_PAGE EXTRACT_
▽

Scientists measure Higher Consciousness
Researchers able to study ‘Enlightenment’ with new Integration Scale
10th February 2003 — People who report experiences of higher states of consciousness through regular practice of Transcendental Meditation™ have brain wave patterns that are significantly different from non-practitioners, according to breakthrough research published in the scientific journal Biological Psychology.
Transcendental Meditation™ is widely known as a technique to reduce stress, improve health and enhance quality of life. But Maharishi Mahesh Yogi, who founded Transcendental Meditation (TM) almost 50 years ago, explains that these benefits are by-products of the main effect of the practice which is to develop higher states of consciousness.

△

_TASK LIST_
A) In the article on measuring higher consciousness, retype the passage from "Transcendental Meditation™ is" to "states of consciousness.".
B) According to the article on measuring higher consciousness, in which scientific journal was the research published?
C) Write what comes next in the article on measuring higher consciousness, starting after its last sentence.

_DATA TO EXAMINE_
▽

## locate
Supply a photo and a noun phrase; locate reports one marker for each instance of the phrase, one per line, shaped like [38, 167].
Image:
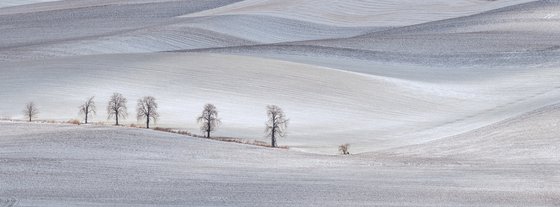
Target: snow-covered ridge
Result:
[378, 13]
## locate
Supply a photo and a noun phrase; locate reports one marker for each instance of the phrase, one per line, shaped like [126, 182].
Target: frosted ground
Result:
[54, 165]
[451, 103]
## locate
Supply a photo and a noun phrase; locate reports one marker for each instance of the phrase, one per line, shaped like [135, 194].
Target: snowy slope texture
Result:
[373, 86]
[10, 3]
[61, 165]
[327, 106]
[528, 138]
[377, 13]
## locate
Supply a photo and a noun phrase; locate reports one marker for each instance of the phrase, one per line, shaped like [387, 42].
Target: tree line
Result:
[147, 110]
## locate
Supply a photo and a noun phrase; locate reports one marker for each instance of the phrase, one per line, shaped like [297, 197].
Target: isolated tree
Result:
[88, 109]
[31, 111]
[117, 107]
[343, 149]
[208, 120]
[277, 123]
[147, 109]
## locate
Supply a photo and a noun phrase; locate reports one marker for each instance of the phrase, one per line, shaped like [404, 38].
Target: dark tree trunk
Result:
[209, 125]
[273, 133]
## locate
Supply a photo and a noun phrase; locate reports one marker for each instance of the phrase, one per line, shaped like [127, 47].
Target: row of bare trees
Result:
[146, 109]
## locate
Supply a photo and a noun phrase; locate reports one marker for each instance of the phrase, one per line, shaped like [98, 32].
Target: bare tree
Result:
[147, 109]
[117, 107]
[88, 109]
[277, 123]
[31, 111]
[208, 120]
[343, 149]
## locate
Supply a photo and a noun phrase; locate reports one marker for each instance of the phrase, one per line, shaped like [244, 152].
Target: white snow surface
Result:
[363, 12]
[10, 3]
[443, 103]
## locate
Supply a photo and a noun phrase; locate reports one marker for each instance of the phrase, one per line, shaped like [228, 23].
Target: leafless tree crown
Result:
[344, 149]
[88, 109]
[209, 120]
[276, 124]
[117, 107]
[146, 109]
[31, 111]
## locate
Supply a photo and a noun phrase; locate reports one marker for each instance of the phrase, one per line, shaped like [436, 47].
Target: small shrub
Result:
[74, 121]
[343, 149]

△
▽

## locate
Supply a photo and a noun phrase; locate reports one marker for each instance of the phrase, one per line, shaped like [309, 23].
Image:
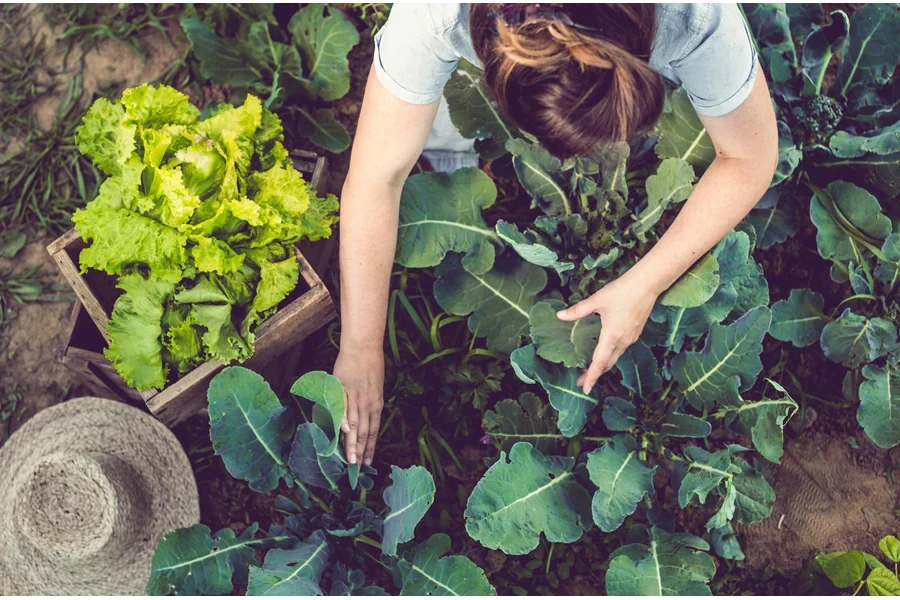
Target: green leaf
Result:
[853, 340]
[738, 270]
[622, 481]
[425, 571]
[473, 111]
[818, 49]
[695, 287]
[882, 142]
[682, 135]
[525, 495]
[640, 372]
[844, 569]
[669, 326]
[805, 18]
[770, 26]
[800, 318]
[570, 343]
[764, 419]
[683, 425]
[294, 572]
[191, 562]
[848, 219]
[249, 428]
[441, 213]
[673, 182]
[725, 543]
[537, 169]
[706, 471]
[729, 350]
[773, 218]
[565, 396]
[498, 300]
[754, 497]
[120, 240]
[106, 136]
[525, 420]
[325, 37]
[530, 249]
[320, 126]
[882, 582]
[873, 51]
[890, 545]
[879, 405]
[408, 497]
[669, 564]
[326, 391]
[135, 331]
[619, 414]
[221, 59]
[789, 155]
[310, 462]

△
▽

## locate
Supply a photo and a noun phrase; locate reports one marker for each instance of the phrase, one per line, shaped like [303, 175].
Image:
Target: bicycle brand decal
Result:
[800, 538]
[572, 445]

△

_RESPONSES BY ITEM NUMBER_
A)
Transcendental Meditation™ is widely known as a technique to reduce stress, improve health and enhance quality of life. But Maharishi Mahesh Yogi, who founded Transcendental Meditation (TM) almost 50 years ago, explains that these benefits are by-products of the main effect of the practice which is to develop higher states of consciousness.

B) Biological Psychology

C)
Now a research team in the USA have found that people who have been practising Transcendental Meditation for many years and who report regular experience of higher consciousness have important differences in their brain wave patterns to the normal population. The researchers have developed a new Integration Scale, which quantifies these EEG patterns — and they believe that these measurements will bring them closer to a scientific understanding of higher human functioning and higher consciousness.
The experience that the TM practitioners reported was the co-existence of a silent unbounded continuum of awareness (pure consciousness) along with the changing values of daily life.
Lead author of the study, Frederick Travis, Ph.D., a researcher at Maharishi University of Management in Fairfield, Iowa, points out that every great religious and philosophical tradition has posed the possibility of higher human functioning. "Until now a major obstacle has been the challenge of finding individuals who report a fairly stabilized experience of the state of transcendence during activity," Dr. Travis said. "Fortunately, a growing number of individuals practising Transcendental Meditation report this experience."
Editors notes:
1. Details of the Study
The study is published in Biological Psychology (November 2002, Vol. 61, No. 3, pp. 293–319).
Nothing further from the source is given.